About this task: Please output the records below in full, exactly as given, but without the images.

Records for this task:

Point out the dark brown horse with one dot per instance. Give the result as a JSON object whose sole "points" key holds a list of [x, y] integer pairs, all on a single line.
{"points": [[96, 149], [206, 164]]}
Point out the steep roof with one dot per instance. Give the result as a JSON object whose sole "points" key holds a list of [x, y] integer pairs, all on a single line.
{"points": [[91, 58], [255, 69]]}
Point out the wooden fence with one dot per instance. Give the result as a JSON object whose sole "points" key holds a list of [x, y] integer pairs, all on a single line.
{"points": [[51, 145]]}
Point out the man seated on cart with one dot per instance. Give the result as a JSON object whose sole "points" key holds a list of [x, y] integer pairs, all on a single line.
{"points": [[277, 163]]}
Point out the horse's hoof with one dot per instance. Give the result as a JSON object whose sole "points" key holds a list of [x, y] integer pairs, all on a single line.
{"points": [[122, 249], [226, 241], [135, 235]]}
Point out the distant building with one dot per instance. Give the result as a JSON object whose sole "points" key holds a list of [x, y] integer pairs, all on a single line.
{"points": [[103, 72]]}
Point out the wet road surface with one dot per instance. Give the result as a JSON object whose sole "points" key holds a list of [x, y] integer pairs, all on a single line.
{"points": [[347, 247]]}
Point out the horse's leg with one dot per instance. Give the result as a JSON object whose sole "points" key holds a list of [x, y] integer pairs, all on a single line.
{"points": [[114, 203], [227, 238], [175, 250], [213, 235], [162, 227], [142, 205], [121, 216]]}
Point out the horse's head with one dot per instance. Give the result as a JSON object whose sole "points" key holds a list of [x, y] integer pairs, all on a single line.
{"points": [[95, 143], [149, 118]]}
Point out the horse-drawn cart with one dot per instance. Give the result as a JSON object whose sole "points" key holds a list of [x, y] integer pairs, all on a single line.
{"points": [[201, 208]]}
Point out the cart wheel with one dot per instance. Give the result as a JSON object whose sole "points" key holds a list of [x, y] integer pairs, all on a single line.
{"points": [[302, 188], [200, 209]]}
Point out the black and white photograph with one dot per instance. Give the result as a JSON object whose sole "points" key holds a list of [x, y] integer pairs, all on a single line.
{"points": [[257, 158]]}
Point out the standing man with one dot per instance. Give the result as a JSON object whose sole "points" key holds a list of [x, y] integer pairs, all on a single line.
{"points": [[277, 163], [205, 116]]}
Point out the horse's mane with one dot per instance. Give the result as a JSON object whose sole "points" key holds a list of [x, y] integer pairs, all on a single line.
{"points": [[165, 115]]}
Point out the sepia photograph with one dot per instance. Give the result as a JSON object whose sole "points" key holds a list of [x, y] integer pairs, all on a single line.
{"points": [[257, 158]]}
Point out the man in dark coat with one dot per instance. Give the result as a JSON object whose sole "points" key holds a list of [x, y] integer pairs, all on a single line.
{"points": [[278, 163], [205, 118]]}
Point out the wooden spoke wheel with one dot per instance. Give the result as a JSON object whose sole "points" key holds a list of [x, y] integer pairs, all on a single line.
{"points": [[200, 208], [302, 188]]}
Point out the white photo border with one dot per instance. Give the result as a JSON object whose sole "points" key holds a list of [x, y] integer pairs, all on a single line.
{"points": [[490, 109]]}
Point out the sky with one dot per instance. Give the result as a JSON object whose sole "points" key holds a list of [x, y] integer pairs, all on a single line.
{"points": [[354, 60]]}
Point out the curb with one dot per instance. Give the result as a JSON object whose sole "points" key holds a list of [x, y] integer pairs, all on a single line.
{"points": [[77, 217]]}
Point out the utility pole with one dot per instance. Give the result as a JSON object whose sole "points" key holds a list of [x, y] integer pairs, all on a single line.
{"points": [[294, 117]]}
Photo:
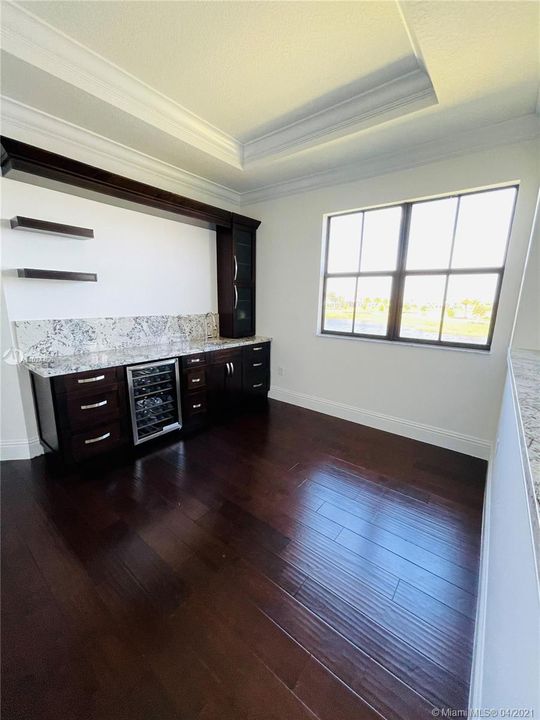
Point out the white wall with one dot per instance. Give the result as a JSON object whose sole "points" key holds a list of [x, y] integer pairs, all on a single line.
{"points": [[527, 328], [145, 265], [506, 668], [446, 397]]}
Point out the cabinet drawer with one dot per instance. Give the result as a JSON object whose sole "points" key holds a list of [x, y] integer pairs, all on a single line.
{"points": [[229, 355], [256, 353], [194, 404], [195, 379], [193, 361], [257, 382], [256, 363], [98, 440], [82, 411], [87, 381]]}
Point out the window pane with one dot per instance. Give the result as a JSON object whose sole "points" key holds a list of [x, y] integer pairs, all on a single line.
{"points": [[468, 310], [380, 240], [372, 305], [339, 304], [430, 234], [422, 307], [344, 243], [482, 229]]}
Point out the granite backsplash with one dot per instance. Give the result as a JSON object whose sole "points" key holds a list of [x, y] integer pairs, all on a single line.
{"points": [[42, 339]]}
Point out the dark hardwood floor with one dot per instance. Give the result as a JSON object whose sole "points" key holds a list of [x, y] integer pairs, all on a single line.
{"points": [[287, 565]]}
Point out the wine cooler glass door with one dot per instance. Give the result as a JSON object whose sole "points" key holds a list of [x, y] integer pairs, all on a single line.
{"points": [[154, 396]]}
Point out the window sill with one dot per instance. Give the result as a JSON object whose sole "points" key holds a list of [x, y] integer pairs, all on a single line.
{"points": [[404, 343]]}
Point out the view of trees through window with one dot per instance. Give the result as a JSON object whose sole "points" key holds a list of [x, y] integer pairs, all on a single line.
{"points": [[428, 271]]}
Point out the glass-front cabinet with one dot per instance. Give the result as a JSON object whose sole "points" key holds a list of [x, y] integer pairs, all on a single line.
{"points": [[236, 277]]}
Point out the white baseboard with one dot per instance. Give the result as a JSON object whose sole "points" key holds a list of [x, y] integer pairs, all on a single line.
{"points": [[20, 449], [399, 426], [477, 665]]}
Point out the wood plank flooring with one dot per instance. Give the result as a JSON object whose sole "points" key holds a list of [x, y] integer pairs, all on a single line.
{"points": [[283, 566]]}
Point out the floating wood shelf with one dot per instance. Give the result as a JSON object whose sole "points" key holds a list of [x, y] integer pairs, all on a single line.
{"points": [[23, 223], [56, 275]]}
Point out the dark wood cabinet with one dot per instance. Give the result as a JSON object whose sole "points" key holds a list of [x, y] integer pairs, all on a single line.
{"points": [[225, 381], [236, 250], [84, 415]]}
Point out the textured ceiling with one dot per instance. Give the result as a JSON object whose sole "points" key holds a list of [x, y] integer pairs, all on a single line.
{"points": [[251, 66], [238, 65]]}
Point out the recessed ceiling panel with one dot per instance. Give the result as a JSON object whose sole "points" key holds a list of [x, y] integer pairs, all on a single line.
{"points": [[241, 66]]}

Answer to this problem:
Point out the dark brown horse with one dot per instance. Give the result as a JSON object whose sole "points" key holds a list of [x, y] integer pairs, all on a single line.
{"points": [[96, 149], [206, 164]]}
Point out the steep roof with one dot per instance. Give the result as a JSON object whose sole "points" key holds a list of [x, y] integer pairs, all on a single line.
{"points": [[91, 58], [255, 69]]}
Point out the wooden fence with one dot per instance. Give the result as a JSON object whose sole "points" key holds a list of [x, y] integer pairs, all on a single line.
{"points": [[51, 145]]}
Point out the man seated on cart with one dot per instance. Give the result as a JSON object whose sole "points" key holds a list of [x, y] integer pairs, all on a single line.
{"points": [[277, 163]]}
Point out the horse's hoof with one dot per instance. Give the result as a JSON object whose sole "points" key holds a list of [x, y] integer pairs, all on a single line.
{"points": [[122, 249], [226, 241], [135, 235]]}
Point out the distant building with one dot per instance. Give the result as a JSON object whose sole "points" key holds a list of [x, y] integer pairs, all on a single line.
{"points": [[103, 72]]}
Point out the wet road surface with one dot per instance. Give the result as a JSON object whose sole "points" key holds a list of [x, y] integer pairs, all on a single line.
{"points": [[347, 247]]}
Point out the horse's leg with one dot per instance. Give the result as a JSON object whose sole "points" key holds a list of [x, y] integer pairs, all on a single line.
{"points": [[114, 203], [227, 238], [175, 250], [213, 235], [162, 227], [142, 205], [121, 216]]}
Point out the horse's head with one dot per instance. Give the result as a JSON object whose sole "points" key holds a list of [x, y] integer pairs, all on a single line.
{"points": [[95, 143], [149, 118]]}
Point out the horse-drawn cart with one dot per instance. Give the result as a JSON object whose sole "points" key holds a list of [x, y] integer pairs, all on a single line.
{"points": [[201, 208]]}
Point out the cart wheel with one dot per instance. Give the result as a JSON object whose sole "points" key holds a list of [x, y] integer pairs, all on a single line.
{"points": [[302, 188], [200, 209]]}
Point out the black and white photograph with one dot per instance. Give the result as a JSON object whose sole "points" key holds a list of [x, y] integer pairs, all on a single line.
{"points": [[257, 158]]}
Point out the standing man with one dot per instance. Give the result as a JSON object whose sole "points" key holds a list of [x, y] integer pairs, all on a single line.
{"points": [[277, 163], [205, 116]]}
Point out the horse's mane with one dot per instance. Give the result as a JSON object whose sole "points" key holds a list of [x, y] integer pairs, all on a single line.
{"points": [[165, 115]]}
Point out the sepia photograph with one dot per instance. Give the result as a JSON object whose sole "points" key holds a list of [x, y] integer pairs, all on a single line.
{"points": [[257, 158]]}
Point out the man in dark coat with one dot per instance. Give the result as a JSON object whose sole "points" key holds a list of [x, y] integer pairs, all on a single line.
{"points": [[278, 163], [205, 118]]}
Point out the wooden spoke wheel with one dot per instance. Give the result as a JSON object whose sole "points" key holds a list of [x, y] integer pairs, all on a single line.
{"points": [[200, 208], [302, 188]]}
Point out the white photo border with one dot per instance. Give the result as a JSON object whose sole "points" key holds a list of [x, y] integer pairs, all on a single line.
{"points": [[490, 109]]}
Point out the sky with one dot per instance. Give the result as a JSON object whose sole "points" key holds a list of [x, y] integer pairs, all on a single line.
{"points": [[354, 60]]}
Point out the curb with one dot per instance. Give the result as a JSON object whose sole "points" key holds a list of [x, y] integer pairs, all on a single line.
{"points": [[77, 217]]}
Point out the utility pole with one dot per instance. Give the result as a JSON object whose sole "points" key holds a list of [x, y] integer pairs, all on a single line.
{"points": [[294, 117]]}
Photo:
Point out the white wall with one dot per instance. Give the result as a JSON object whose sole "points" key holds a list of [x, y] integer pairs, all on a single line.
{"points": [[527, 328], [145, 265], [506, 668], [446, 397]]}
Point out the cabinet drawer with one dot per instance. Give the result as a JSON object whose sole "points" key holds a list of [x, y] integer pairs, all on a single line.
{"points": [[229, 355], [256, 353], [194, 404], [195, 379], [193, 361], [257, 382], [256, 363], [98, 440], [82, 411], [87, 381]]}
Point out the window pane with one dot per instance. Give the result as a JSON object whose sole "points" key holds a list of [x, y] integer pairs, all on a single line.
{"points": [[468, 310], [380, 240], [372, 305], [339, 304], [430, 234], [422, 307], [344, 243], [482, 229]]}
Point out the granite backsplash with one dot per instance. Give the result as a JSON object whose sole "points" key holds a list of [x, y] integer pairs, all on a single line.
{"points": [[42, 339]]}
Point out the dark hardwood floor with one dot per instance. Give the result as a JSON object whose sole "points" key holds a list of [x, y] integer pairs, all on a single line.
{"points": [[287, 565]]}
Point out the wine cooler glass door with one dot per instance. Give the result as a JSON object whose sole "points" key holds a list of [x, y] integer pairs, all on a single line.
{"points": [[154, 396]]}
Point out the window sill with one dot per instance. Give the result as a JSON object whose sole "points" key holds a list of [x, y] integer pairs, all on a single line.
{"points": [[404, 343]]}
Point out the view of trees through window with one dot per instance. Give the result as a JSON object whose sole "points" key holds a list of [x, y] integer pairs, all on a single line.
{"points": [[428, 271]]}
Point out the glass-front cabinet with one dot per instance. Give the result as a JSON object whose sole "points" key holds a list of [x, y] integer pairs, all on a single line.
{"points": [[236, 277]]}
Point out the white baseboard with one dot per instance. Give the result as a JSON object whose sole "points" key holds a list of [x, y] integer pairs, all on a single line.
{"points": [[20, 449], [399, 426], [477, 665]]}
Point out the wood plank flooring with one dot per instance. Give the result as a JSON object whose sole "points" key holds a list of [x, y] integer pairs, all on a single line.
{"points": [[283, 566]]}
Point out the floating wood shelf with one dot per instance. Give the result as a JSON object whose sole "points" key holds a list of [x, y] integer pairs, all on a single line.
{"points": [[23, 223], [56, 275]]}
Point out the dark wood cabinet with one dot per instance. Give the result as a JSON object whose sole "points" key holds a list of [x, y] integer pairs, all on a single line.
{"points": [[225, 381], [236, 250], [84, 415]]}
Point out the textured ceiling with one dot per instance. Give the result as a JSON object whose sole "points" key holds a list of [x, y] integer pairs, all on a single line.
{"points": [[251, 66], [238, 65]]}
Point out the recessed ceiling panel with one dot per instance. Give the result as a JSON object whose sole "points" key holds a list of [x, y] integer pairs, all on a single line.
{"points": [[241, 66]]}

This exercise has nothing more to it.